** BEGIN Provided data **
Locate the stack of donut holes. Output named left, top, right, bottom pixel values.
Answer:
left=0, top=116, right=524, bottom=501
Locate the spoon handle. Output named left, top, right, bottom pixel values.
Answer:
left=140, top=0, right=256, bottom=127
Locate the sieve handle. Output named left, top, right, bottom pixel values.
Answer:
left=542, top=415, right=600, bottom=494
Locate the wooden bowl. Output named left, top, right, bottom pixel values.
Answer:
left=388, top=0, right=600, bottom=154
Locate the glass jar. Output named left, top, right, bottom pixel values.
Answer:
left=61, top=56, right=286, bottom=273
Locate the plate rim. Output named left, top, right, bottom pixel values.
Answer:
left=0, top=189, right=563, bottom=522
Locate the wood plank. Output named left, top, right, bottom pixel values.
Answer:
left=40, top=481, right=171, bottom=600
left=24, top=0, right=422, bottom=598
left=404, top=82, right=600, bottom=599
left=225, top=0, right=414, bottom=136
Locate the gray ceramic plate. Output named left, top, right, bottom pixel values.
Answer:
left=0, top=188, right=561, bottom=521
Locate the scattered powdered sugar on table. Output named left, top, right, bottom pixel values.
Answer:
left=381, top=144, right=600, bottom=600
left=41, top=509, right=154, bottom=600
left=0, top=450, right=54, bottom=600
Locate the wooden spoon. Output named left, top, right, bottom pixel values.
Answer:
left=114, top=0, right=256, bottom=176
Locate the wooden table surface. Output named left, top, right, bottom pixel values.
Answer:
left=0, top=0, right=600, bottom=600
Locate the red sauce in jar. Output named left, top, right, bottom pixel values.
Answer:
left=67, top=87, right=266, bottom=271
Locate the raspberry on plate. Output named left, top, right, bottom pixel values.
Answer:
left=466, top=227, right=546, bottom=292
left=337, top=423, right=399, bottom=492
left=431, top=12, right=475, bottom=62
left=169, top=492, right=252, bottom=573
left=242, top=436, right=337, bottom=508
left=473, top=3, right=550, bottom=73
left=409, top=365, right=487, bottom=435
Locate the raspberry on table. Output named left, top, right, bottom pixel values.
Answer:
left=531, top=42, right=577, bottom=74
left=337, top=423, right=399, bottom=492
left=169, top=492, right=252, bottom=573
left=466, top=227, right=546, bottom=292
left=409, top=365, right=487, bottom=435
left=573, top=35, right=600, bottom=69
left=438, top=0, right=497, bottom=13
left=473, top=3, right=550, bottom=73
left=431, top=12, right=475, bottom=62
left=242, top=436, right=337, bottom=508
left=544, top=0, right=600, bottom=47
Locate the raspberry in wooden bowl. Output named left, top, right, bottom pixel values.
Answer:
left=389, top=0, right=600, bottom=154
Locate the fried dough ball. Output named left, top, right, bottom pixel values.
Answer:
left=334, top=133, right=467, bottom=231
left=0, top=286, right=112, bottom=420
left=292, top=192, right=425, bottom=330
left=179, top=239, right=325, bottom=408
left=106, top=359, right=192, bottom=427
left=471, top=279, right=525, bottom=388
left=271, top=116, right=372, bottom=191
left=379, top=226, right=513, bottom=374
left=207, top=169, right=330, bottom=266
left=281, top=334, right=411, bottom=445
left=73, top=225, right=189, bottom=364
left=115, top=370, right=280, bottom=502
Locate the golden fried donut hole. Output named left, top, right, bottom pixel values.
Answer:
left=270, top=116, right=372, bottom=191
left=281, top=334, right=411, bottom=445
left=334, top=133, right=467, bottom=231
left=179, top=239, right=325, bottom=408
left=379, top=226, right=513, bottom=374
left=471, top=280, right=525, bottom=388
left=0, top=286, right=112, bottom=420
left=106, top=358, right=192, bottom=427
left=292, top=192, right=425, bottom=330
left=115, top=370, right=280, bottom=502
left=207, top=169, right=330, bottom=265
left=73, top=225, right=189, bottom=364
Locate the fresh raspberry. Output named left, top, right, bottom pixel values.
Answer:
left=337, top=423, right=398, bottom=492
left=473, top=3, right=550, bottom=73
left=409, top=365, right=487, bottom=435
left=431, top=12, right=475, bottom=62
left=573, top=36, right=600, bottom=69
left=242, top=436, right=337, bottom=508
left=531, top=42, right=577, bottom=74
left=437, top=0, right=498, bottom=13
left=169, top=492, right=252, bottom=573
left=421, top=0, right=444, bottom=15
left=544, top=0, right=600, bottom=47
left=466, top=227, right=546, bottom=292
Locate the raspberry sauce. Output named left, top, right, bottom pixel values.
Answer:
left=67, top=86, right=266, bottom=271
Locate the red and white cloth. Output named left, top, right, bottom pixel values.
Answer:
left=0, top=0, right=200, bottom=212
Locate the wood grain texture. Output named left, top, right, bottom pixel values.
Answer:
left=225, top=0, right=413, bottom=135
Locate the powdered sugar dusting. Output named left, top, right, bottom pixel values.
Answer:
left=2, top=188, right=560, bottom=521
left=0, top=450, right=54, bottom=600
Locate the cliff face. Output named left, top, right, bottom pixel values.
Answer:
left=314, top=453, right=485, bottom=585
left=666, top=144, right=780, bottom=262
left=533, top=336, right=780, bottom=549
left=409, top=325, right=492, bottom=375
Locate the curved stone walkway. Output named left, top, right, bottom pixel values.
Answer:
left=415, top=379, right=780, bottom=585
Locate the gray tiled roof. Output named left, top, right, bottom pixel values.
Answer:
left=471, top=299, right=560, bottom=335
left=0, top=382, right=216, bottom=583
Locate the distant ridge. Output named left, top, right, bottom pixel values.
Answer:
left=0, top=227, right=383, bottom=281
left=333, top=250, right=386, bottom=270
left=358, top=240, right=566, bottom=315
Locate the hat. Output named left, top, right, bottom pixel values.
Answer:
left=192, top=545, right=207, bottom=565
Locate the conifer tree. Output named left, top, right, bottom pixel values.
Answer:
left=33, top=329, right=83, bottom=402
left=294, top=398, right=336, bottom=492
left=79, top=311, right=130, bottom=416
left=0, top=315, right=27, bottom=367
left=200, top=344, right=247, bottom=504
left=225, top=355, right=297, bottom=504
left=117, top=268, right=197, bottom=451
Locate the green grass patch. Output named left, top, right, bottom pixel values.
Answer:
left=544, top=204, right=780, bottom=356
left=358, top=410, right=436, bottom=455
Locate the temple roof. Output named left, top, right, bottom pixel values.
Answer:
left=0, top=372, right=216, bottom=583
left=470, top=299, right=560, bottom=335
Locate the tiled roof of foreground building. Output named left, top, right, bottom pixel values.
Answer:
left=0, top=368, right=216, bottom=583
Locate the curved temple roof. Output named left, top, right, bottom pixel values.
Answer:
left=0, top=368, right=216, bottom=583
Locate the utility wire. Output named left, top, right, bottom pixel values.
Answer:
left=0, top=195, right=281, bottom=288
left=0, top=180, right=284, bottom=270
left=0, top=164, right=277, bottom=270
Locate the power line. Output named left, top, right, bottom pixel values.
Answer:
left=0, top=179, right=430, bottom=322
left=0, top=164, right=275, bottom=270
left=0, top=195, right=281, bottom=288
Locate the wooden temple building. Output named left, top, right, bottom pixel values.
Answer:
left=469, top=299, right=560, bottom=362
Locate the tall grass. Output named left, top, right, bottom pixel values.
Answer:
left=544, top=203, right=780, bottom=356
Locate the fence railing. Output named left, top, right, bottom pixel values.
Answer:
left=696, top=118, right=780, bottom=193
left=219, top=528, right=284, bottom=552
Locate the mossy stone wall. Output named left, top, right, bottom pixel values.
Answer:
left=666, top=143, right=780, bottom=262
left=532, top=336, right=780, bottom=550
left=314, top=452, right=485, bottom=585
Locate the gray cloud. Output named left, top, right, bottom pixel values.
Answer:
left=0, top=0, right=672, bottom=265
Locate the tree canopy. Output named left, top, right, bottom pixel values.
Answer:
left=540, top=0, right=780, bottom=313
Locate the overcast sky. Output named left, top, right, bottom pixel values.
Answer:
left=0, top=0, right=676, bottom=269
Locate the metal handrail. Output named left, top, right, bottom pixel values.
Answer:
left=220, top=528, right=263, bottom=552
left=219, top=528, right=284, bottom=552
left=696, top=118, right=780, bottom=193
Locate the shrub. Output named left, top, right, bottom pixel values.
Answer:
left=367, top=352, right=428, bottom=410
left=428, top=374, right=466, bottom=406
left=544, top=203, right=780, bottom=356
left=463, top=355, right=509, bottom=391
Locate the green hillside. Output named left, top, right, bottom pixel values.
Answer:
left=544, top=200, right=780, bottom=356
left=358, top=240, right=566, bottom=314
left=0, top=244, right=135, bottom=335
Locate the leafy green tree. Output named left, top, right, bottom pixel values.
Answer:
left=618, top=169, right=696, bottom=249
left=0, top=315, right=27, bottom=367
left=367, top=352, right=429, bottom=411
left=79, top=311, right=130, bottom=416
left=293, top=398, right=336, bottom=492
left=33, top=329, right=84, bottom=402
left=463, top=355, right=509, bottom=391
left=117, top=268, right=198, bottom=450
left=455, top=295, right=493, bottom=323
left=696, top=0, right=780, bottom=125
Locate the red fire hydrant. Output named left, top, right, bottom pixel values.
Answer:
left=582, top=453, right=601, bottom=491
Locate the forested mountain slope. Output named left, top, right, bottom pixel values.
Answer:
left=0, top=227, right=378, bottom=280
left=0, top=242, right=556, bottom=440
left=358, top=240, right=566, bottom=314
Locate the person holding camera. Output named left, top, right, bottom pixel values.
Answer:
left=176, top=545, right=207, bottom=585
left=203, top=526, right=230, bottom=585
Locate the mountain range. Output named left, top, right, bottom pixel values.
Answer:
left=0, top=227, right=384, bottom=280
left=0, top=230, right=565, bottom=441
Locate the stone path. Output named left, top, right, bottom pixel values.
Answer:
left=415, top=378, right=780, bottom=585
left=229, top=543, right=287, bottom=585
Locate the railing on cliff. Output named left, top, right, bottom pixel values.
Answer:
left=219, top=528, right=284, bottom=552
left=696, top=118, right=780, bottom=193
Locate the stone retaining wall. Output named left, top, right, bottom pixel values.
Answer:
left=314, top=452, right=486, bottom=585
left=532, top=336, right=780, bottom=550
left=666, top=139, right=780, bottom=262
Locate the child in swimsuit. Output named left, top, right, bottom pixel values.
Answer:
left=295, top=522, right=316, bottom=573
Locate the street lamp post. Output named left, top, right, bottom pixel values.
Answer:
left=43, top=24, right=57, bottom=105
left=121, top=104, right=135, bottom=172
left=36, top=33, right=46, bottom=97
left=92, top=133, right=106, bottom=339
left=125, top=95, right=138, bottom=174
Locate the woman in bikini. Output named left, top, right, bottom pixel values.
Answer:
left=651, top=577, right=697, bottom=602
** END Provided data **
### Written problem:
Copy the rows word for word, from the first line of the rows through the line holding "left=140, top=0, right=256, bottom=127", including both ends.

### Solution for this problem:
Locate the stack of donut holes. Output named left, top, right, bottom pixel values.
Answer:
left=0, top=116, right=524, bottom=501
Locate the spoon handle. Output named left, top, right, bottom pixel values.
Answer:
left=140, top=0, right=256, bottom=127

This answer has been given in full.